▸ The task:
Please retype every record below exactly, leaving the pictures out.

[Data extract]

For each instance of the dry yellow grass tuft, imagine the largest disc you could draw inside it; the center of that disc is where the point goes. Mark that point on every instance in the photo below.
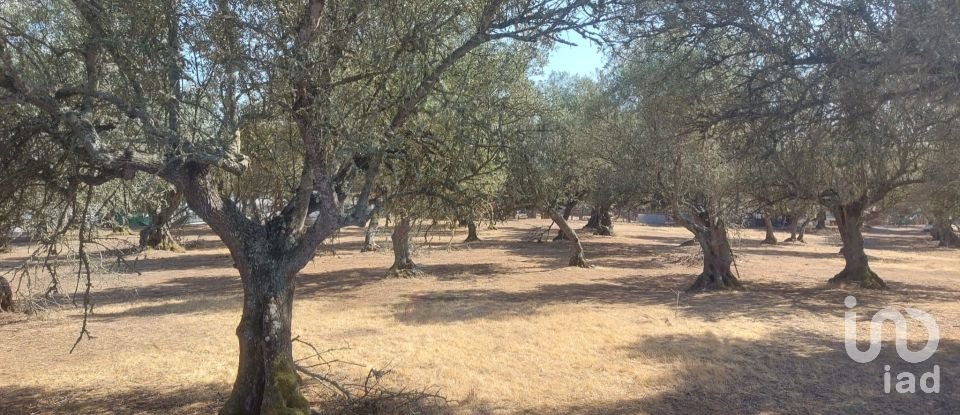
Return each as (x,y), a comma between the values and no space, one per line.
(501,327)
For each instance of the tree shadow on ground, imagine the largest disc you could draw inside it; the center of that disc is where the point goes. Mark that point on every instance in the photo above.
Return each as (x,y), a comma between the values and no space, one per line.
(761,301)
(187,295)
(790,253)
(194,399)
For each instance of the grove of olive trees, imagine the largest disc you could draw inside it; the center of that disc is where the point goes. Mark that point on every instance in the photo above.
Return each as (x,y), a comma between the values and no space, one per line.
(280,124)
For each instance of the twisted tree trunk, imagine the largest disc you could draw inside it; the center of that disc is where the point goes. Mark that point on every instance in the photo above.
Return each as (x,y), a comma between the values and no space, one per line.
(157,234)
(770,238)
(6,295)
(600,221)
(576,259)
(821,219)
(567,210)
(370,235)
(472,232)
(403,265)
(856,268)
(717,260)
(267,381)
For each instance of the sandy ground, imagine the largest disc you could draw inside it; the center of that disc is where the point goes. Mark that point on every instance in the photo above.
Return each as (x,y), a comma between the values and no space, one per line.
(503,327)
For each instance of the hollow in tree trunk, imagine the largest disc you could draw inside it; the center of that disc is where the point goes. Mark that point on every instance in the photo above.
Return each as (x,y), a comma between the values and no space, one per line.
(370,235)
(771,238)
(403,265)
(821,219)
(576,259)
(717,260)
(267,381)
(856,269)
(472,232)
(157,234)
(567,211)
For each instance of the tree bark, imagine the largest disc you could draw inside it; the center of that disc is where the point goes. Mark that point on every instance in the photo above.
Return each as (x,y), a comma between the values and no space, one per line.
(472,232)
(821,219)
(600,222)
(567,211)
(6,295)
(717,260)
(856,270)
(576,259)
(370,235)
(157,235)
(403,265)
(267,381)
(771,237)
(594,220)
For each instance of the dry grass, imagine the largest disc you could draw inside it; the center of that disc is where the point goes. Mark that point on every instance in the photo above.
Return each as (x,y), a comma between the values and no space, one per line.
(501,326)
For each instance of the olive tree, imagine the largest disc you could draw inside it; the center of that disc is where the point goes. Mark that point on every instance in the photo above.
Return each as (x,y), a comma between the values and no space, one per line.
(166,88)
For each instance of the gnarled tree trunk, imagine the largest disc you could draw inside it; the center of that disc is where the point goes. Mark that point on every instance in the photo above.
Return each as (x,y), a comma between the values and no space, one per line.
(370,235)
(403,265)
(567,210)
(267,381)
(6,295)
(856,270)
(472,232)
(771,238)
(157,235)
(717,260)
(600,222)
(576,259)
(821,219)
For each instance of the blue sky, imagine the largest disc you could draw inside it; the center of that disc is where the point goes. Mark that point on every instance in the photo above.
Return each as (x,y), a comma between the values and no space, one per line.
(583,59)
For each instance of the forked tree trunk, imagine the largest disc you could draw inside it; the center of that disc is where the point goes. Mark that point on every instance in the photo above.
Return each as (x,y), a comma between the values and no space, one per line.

[/Data extract]

▸ Written response:
For each instance of the dry yellow grass tuft, imagine the largest disc you could draw inside it; the center of that disc is where the point goes. Mark that point on every instance in the photo below.
Return each as (x,y), a comma between the values and no space, one per line.
(501,327)
For each instance of the tree shadow on ground, imagine the largest disc you could draw inside it; the center of that disc is where the point goes. Mark that point on every instance in the photo above.
Return each as (x,y), a comma between the values and no space, one per line.
(761,301)
(187,295)
(790,253)
(194,399)
For each instance of the grove of olive trees, imagine the largest disc you could draw inside it; the center of that disc is where the point goes. Mark that point on every instance in the photo above.
Return each as (x,y), a comma between the values and no space, one per line.
(280,124)
For each instance of the twisted tree trunk, imagine the largest disc you could draw inside it; the center of that disc is where the point goes. Mark that point on every instance in the photo above.
Return each as (x,y), a comma between the values and no space, one per line.
(157,234)
(770,238)
(6,295)
(600,221)
(576,259)
(821,219)
(567,210)
(370,235)
(472,232)
(403,265)
(856,268)
(717,260)
(267,381)
For each instance of the sandy ground, imagine the largest disc you could draw inside it; the center of that disc is where the point goes. Mark that point on every instance in the photo above.
Return each as (x,y), a comma between the values and no space, one per line.
(503,327)
For each instance of the hollow in tree trunk, imagine the largest disc you could draw inside it; the center of that disc is where the point goes. Mark that point on every instance in the photo above.
Return each as (x,y), a comma between the values and no space, one per line.
(370,235)
(771,238)
(403,265)
(821,219)
(576,259)
(717,260)
(267,381)
(856,269)
(472,232)
(157,234)
(567,211)
For each instance of the tree bark, imagine the largest disc you could draw inside it; the center of that disc is where the point goes. Mark that point on every instance in the photo above.
Return each as (x,y), a comma between the values and no space, one per line.
(472,232)
(821,219)
(600,222)
(567,211)
(6,295)
(717,260)
(856,270)
(576,259)
(370,235)
(157,235)
(403,265)
(267,381)
(771,237)
(594,220)
For each instance of the dry grass, imagine the largest disc you could draw inside it; the center of that disc is where the point goes. Mark that point on every instance in the photo above.
Return each as (x,y), a comma between the values and no space, one per line.
(501,326)
For each instance of the olive tree, imagine the largest disc you could draw inside it; the center of that disc is where the point goes. Mark that point on every instance in the photo above.
Return each as (x,y), a comma between the values and no space, one per line.
(166,88)
For each instance of the gnarled tree trunk, imagine the largest disc you could draw inside it; the center of that disc is where the point goes. Mark that point on every instance in the photo above.
Return each as (x,y), a comma between the values and no space, one per line.
(370,235)
(403,265)
(567,210)
(267,381)
(6,295)
(856,270)
(472,232)
(771,238)
(157,235)
(717,260)
(600,222)
(576,259)
(821,219)
For each instance of the blue sky, imagine the largest disc you could draw inside it; the center of that disc is where the point goes. Mark that point on every instance in the photo above.
Return each as (x,y), a comma between the values and no space, one per line.
(583,59)
For each instance of the forked tree trunk, imagine the largest disc you could draw inside it; the center of that disc is where the point goes. Mark that point on every instance in the photo above.
Return each as (x,y), a comma between the values and no space, one per line.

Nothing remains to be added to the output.